▶ TAREA REQUERIDA
Copia sin cambios el fragmento del texto sobre la navaja de Hanlon que va entre "Pero quien lo" y "modificaron al citar.", ambos incluidos.

▶ TEXTO EXTRAÍDO
>>>>
Dicen que quien formuló por primera vez ese pretendido axioma fue el escritor Robert A. Heinlein quien, en Historias del futuro (1941), pone en boca de uno de sus personajes: «Has atribuido a la villanía condiciones que derivan simplemente de la estupidez». Naturalmente, la idea no era nueva —«idea nueva», a estas alturas de la historia, es un oxímoron—, y es muy probable que algún presocrático ya la enunciara a su modo antes de que Cristo montara en burro. Sin irnos tan lejos, si queremos citar a algún ilustre predecesor podríamos recurrir a Shakespeare. En Medida por medida (III, 2) el duque de Viena le dice al libertino Lucio: «Por tanto os digo que habláis sin reflexión; y si es más claro vuestro juicio de lo que aparenta ser, lo oscurece en gran manera vuestra malicia». Pero Shakespeare escribía raro, y en su época no existían los mass media, mientras que en los años cuarenta del pasado siglo estos estaban ya a pleno rendimiento y a través de ellos Heinlein la pudo introducir en el círculo de los escritores de ciencia ficción, los científicos y los cientifistas, un universo abigarrado sometido a una fuerte retroalimentación.

De ese modo, la idea, a partir de la enunciación de Heinlein, fue circulando y puliéndose como un canto rodado, y con cada giro iba adquiriendo nuevos matices. En los años ochenta, un tal Robert J. Hanlon la reformuló: «Nunca atribuyas a la malicia lo que se puede explicar adecuadamente por la estupidez», y Arthur Bloch, el de La ley de Murphy, la incluyó tal cual en su segunda recopilación de aforismos. A partir de entonces, así enunciada, se la conoce como navaja de Hanlon. Pero el canto todavía tenía que rodar un poco más. En 1994, otro ilustre desconocido llamado J. Porter Clark, que al parecer trabajaba para la NASA, la usó a su modo en un simple post de un grupo de Usenet: «La ignorancia suficientemente avanzada es indistinguible de la malicia», dijo, y, caprichos de la fama, el aforismo así formulado pasó a llamarse «ley de Clark».

Pero quien lo acabó de perfeccionar fue Jeffrey Finckenor, científico también al servicio de la NASA, que en 2008 reprodujo la cita, mejorándola sustancial y quien sabe si involuntariamente, para justificar su decisión de abandonar la agencia espacial por discrepancias con los directores del programa en el que trabajaba desde hacía tiempo y de los que no se había formado muy buena opinión: «La incompetencia suficientemente avanzada es indistinguible de la malicia», dijo. Era su conclusión tras constatar que «en los niveles más altos, parece existir la creencia de que uno puede mandar sobre la realidad, seguida por la negativa a aceptar cualquier información que vaya en contra de ese mandato». Y eso es lo que nos da la clave de la famosa máxima que tanto Clark como él modificaron al citar.
<<<<
▶ MATERIAL PROPORCIONADO
>>>>
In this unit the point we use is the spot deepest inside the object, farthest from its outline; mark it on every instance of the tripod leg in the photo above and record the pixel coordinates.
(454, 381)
<<<<
▶ RESULTADO OBTENIDO
Pero quien lo acabó de perfeccionar fue Jeffrey Finckenor, científico también al servicio de la NASA, que en 2008 reprodujo la cita, mejorándola sustancial y quien sabe si involuntariamente, para justificar su decisión de abandonar la agencia espacial por discrepancias con los directores del programa en el que trabajaba desde hacía tiempo y de los que no se había formado muy buena opinión: «La incompetencia suficientemente avanzada es indistinguible de la malicia», dijo. Era su conclusión tras constatar que «en los niveles más altos, parece existir la creencia de que uno puede mandar sobre la realidad, seguida por la negativa a aceptar cualquier información que vaya en contra de ese mandato». Y eso es lo que nos da la clave de la famosa máxima que tanto Clark como él modificaron al citar.